Collected data
⟨

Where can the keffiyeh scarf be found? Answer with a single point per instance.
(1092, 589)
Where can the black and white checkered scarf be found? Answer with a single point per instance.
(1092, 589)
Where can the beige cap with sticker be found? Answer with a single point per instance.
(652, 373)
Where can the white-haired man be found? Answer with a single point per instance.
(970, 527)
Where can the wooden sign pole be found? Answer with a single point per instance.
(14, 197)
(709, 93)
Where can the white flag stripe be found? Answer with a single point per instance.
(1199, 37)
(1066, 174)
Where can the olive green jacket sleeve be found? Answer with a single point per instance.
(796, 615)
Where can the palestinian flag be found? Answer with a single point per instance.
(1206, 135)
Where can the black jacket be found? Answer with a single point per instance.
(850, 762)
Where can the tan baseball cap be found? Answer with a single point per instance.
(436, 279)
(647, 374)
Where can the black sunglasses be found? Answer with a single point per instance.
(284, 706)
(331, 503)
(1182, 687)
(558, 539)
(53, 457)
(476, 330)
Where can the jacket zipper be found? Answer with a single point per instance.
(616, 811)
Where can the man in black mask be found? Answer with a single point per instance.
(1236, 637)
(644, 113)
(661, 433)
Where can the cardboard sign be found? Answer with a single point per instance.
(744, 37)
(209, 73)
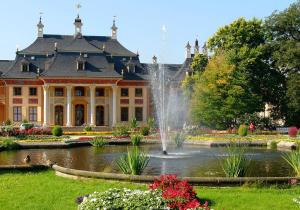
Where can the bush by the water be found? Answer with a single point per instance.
(243, 130)
(8, 144)
(293, 132)
(134, 162)
(121, 130)
(136, 139)
(145, 130)
(293, 159)
(123, 199)
(57, 131)
(179, 138)
(236, 163)
(98, 141)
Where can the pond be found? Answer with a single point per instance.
(190, 161)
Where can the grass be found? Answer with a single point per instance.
(43, 190)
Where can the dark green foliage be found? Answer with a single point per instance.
(236, 164)
(57, 131)
(98, 141)
(134, 162)
(243, 130)
(121, 130)
(145, 130)
(8, 122)
(9, 144)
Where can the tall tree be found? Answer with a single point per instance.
(283, 29)
(222, 95)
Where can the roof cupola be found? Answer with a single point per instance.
(40, 27)
(114, 29)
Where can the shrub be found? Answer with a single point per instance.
(87, 128)
(25, 121)
(236, 164)
(145, 131)
(134, 162)
(179, 138)
(57, 131)
(133, 123)
(178, 194)
(121, 130)
(8, 122)
(293, 132)
(293, 159)
(98, 141)
(243, 130)
(9, 144)
(136, 139)
(123, 199)
(26, 126)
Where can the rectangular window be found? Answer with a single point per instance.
(17, 91)
(17, 111)
(124, 114)
(139, 113)
(138, 92)
(99, 92)
(124, 92)
(32, 114)
(32, 91)
(59, 92)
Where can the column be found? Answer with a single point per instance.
(69, 105)
(114, 105)
(46, 107)
(92, 103)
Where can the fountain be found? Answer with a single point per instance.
(165, 99)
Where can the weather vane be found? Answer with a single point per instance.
(78, 6)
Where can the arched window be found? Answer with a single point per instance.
(59, 115)
(79, 91)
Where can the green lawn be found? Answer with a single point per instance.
(43, 190)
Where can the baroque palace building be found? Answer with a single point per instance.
(73, 80)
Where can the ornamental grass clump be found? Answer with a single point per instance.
(136, 139)
(98, 141)
(236, 164)
(293, 159)
(134, 162)
(179, 138)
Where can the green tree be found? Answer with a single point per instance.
(199, 62)
(222, 95)
(283, 30)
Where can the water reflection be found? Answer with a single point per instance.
(201, 161)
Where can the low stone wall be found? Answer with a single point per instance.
(215, 181)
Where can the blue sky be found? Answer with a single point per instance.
(139, 22)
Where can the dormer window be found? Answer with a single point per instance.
(25, 67)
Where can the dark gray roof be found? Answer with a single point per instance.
(68, 43)
(4, 66)
(103, 57)
(64, 65)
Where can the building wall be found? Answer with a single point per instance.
(25, 101)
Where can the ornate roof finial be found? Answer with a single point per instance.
(40, 26)
(78, 24)
(114, 29)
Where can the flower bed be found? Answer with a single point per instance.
(165, 193)
(88, 133)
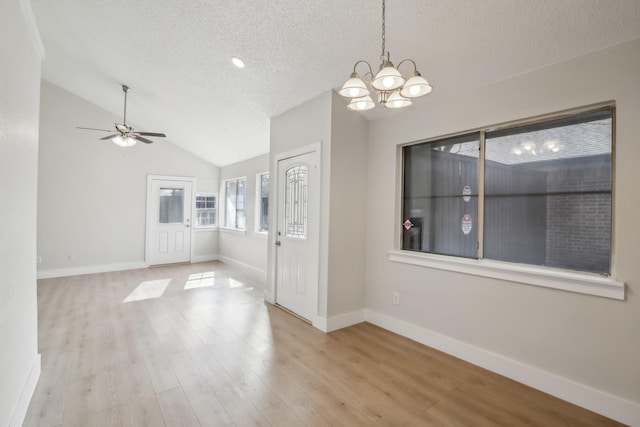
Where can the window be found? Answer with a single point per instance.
(262, 202)
(171, 209)
(542, 196)
(205, 210)
(235, 203)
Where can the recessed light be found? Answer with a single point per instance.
(237, 62)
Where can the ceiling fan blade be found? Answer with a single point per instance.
(158, 135)
(139, 138)
(101, 130)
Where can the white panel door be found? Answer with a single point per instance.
(170, 221)
(297, 235)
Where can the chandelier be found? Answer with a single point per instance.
(391, 88)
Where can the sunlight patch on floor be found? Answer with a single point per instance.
(235, 284)
(147, 290)
(200, 280)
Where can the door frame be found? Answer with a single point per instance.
(316, 187)
(149, 215)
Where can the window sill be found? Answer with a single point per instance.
(206, 229)
(584, 283)
(236, 231)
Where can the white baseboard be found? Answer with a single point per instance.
(204, 258)
(90, 269)
(594, 400)
(19, 414)
(260, 273)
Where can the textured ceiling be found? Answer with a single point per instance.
(175, 54)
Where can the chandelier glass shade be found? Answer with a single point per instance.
(391, 88)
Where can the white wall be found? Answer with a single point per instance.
(347, 233)
(248, 248)
(20, 60)
(590, 340)
(343, 135)
(92, 194)
(306, 124)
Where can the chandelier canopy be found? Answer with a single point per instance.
(391, 88)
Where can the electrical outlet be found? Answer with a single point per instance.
(396, 298)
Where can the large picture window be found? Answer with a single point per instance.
(537, 194)
(205, 210)
(235, 203)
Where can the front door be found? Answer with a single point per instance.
(297, 235)
(169, 221)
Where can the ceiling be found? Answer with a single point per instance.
(176, 54)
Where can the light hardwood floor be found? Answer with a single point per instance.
(209, 352)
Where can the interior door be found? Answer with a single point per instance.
(170, 221)
(297, 235)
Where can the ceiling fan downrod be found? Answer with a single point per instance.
(125, 89)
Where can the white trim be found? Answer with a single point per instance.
(579, 394)
(321, 323)
(32, 26)
(204, 258)
(344, 320)
(222, 204)
(270, 296)
(236, 231)
(258, 206)
(210, 229)
(236, 263)
(20, 411)
(194, 211)
(90, 269)
(584, 283)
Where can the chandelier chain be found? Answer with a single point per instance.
(383, 36)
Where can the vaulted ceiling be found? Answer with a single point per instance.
(176, 54)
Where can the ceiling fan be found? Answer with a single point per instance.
(125, 136)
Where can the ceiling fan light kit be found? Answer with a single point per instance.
(390, 86)
(125, 136)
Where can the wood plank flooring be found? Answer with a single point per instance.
(195, 345)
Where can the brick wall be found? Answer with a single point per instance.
(579, 214)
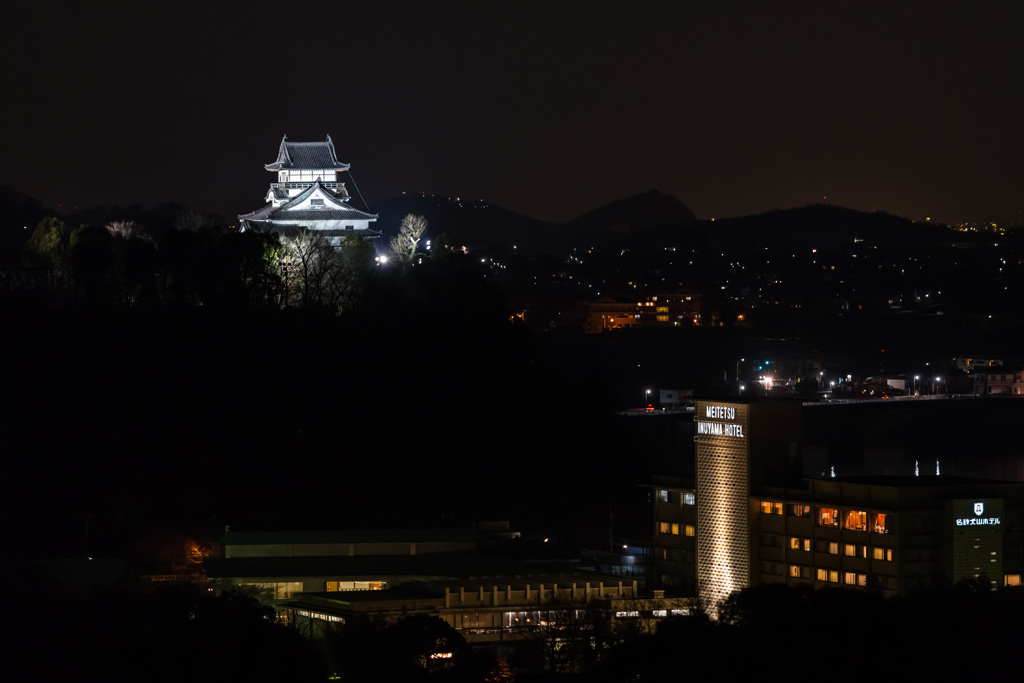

⟩

» **Description of the task**
The finished copy should match the data above word for word and contain no pictures.

» **Written solution**
Where can the keffiyeh scarf be found? Answer with a single point per instance.
(1092, 589)
Where can the black and white checkered scarf be found? Answer with a single point per instance.
(1092, 589)
Where can the beige cap with sticker be found? Answer with a single point per instance.
(652, 373)
Where can the white-haired man be found? Answer with a single point per instance.
(970, 527)
Where can the wooden sign pole be found? Answer with a single point per instance.
(14, 197)
(709, 93)
Where can the white flag stripe be found? Answer with a single point per instance.
(1199, 37)
(1066, 174)
Where can the olive green jacket sleeve be found? Answer with a single point per instance.
(796, 615)
Where can the palestinian flag be found? Answer with a single point per instance.
(1206, 135)
Where can the black jacket be found? Answer with a single point per instance.
(850, 762)
Where can the tan baseball cap be found? Answer with a single point per instance.
(436, 279)
(647, 374)
Where can the black sunglasses be found? Answer with a single point per instance.
(284, 706)
(331, 503)
(1182, 687)
(558, 539)
(53, 457)
(476, 330)
Where can the jacket zipper be found? Answer with a single point per instance.
(616, 811)
Where can the man in black mask be found? Answer with a single point per instance.
(1236, 637)
(644, 113)
(661, 433)
Where can the cardboard sign be found? Answer with a single point per instance.
(744, 37)
(209, 73)
Where can the bush by the water be found? Answer with a single point per instance.
(243, 130)
(8, 144)
(293, 132)
(134, 162)
(121, 130)
(136, 139)
(145, 130)
(293, 159)
(123, 199)
(57, 131)
(179, 138)
(236, 163)
(98, 141)
Where can the pond be found? Answer with a single point per instance.
(190, 161)
Where can the grass be found? Answer with a single point per instance.
(43, 190)
Where can the dark green foliage be found? Answer with a single point per instance.
(236, 164)
(57, 131)
(98, 141)
(134, 162)
(243, 130)
(121, 130)
(145, 130)
(8, 122)
(9, 144)
Where can the tall tree be found? Answer with a single point per instance.
(283, 29)
(222, 95)
Where can the roof cupola be found? Answer with a single point per instance.
(40, 27)
(114, 29)
Where can the shrub be found? Answer with a single point per instance.
(87, 128)
(25, 121)
(236, 164)
(145, 131)
(134, 162)
(179, 138)
(57, 131)
(133, 123)
(178, 194)
(121, 130)
(8, 122)
(293, 132)
(293, 159)
(98, 141)
(243, 130)
(9, 144)
(136, 139)
(123, 199)
(26, 126)
Where can the rectangular window be found? Answer with a single point per instance.
(17, 91)
(17, 111)
(124, 114)
(139, 113)
(138, 92)
(99, 92)
(124, 92)
(32, 114)
(32, 91)
(59, 92)
Where can the column be found? Answer with a single point per instance.
(69, 105)
(114, 105)
(46, 107)
(92, 103)
Where can the fountain be found? Answer with a single point per instance.
(165, 99)
Where can the weather vane be found? Answer with a single point per instance.
(78, 6)
Where can the arched window be found? Answer with a single point per instance.
(59, 115)
(79, 91)
Where can the green lawn be found? Answer with a single point per instance.
(43, 190)
Where can the baroque palace building be found? Answer with a single point per instance.
(73, 80)
Where can the ornamental grass clump be found? Answer with a single point per instance.
(136, 139)
(98, 141)
(236, 164)
(293, 159)
(134, 162)
(179, 138)
Where can the green tree be found? Answer with a single point per instance.
(199, 62)
(222, 95)
(283, 30)
Where can the water reflection be found? Answer with a single point per instance.
(201, 161)
Where can the low stone wall be found? Answer with a single point per instance.
(215, 181)
Where can the blue sky be found? Answer with a single point per instance.
(139, 22)
Where can the dormer window be found? Answer with a single point per instance.
(25, 67)
Where can the dark gray roof be found? Answer with a single point per instance.
(68, 43)
(4, 66)
(103, 57)
(64, 65)
Where can the building wall be found? Answer with a single point per instance.
(25, 101)
Where can the ornate roof finial be found? Answer with a single point per instance.
(40, 26)
(78, 24)
(114, 29)
Where can the flower bed be found? Answer with a single point per instance.
(165, 193)
(88, 133)
Where can the window be found? Answer with a single point per instance.
(262, 202)
(171, 209)
(542, 196)
(205, 210)
(235, 203)
Where can the recessed light be found? Answer with a single point per instance.
(237, 62)
Where can the ceiling fan blade be found? Answer with a single point per instance.
(158, 135)
(139, 138)
(101, 130)
Where can the white panel door be found? Answer with a single point per instance.
(170, 221)
(297, 235)
Where can the chandelier be found? Answer with a single point per instance.
(391, 88)
Where can the sunlight patch on floor be found? Answer with a single point per instance.
(235, 284)
(147, 290)
(200, 280)
Where can the door frame be found? Answer with a single point per instance.
(316, 187)
(149, 215)
Where can the window sill be found? Answer with a single point per instance.
(206, 229)
(584, 283)
(236, 231)
Where can the white baseboard be found? Answer with a single point per instance.
(204, 258)
(90, 269)
(594, 400)
(19, 414)
(260, 273)
Where can the textured ceiling be found? Answer with a single point per instance.
(175, 54)
Where can the chandelier glass shade be found? Answer with a single point per instance.
(391, 88)
Where can the white wall be found? Answer with a single point per instance.
(347, 233)
(248, 248)
(20, 60)
(590, 340)
(343, 135)
(92, 194)
(306, 124)
Where can the chandelier canopy be found? Answer with a single point per instance.
(391, 88)
Where can the electrical outlet be found? Answer with a single point per instance.
(396, 298)
Where can the large picture window be found? Answer with a single point per instance.
(537, 194)
(205, 210)
(235, 203)
Where can the front door be found? Answer with a single point per instance.
(297, 235)
(169, 221)
Where can the ceiling be found? Answer with a single point per instance.
(176, 54)
Where can the light hardwood floor be found? Answer with a single point per instance.
(209, 352)
Where can the interior door be found? Answer with a single point per instance.
(170, 221)
(297, 235)
Where can the ceiling fan downrod be found? Answer with a single point per instance.
(125, 89)
Where can the white trim be found? Answer with a single point per instance.
(579, 394)
(321, 323)
(32, 26)
(204, 258)
(344, 320)
(222, 204)
(270, 296)
(236, 231)
(258, 206)
(210, 229)
(236, 263)
(20, 411)
(194, 211)
(90, 269)
(584, 283)
Where can the chandelier chain be found? Answer with a single point per instance.
(383, 36)
Where can the vaulted ceiling be found? Answer with a single point per instance.
(176, 54)
Where can the ceiling fan be found? Answer with a single point per instance.
(125, 136)
Where can the ceiling fan light kit be found? Answer with a single point per instance.
(390, 86)
(125, 136)
Where can the wood plank flooring be found? Answer with a single point per instance.
(195, 345)
Where can the brick wall be found? Answer with a single point per instance.
(579, 214)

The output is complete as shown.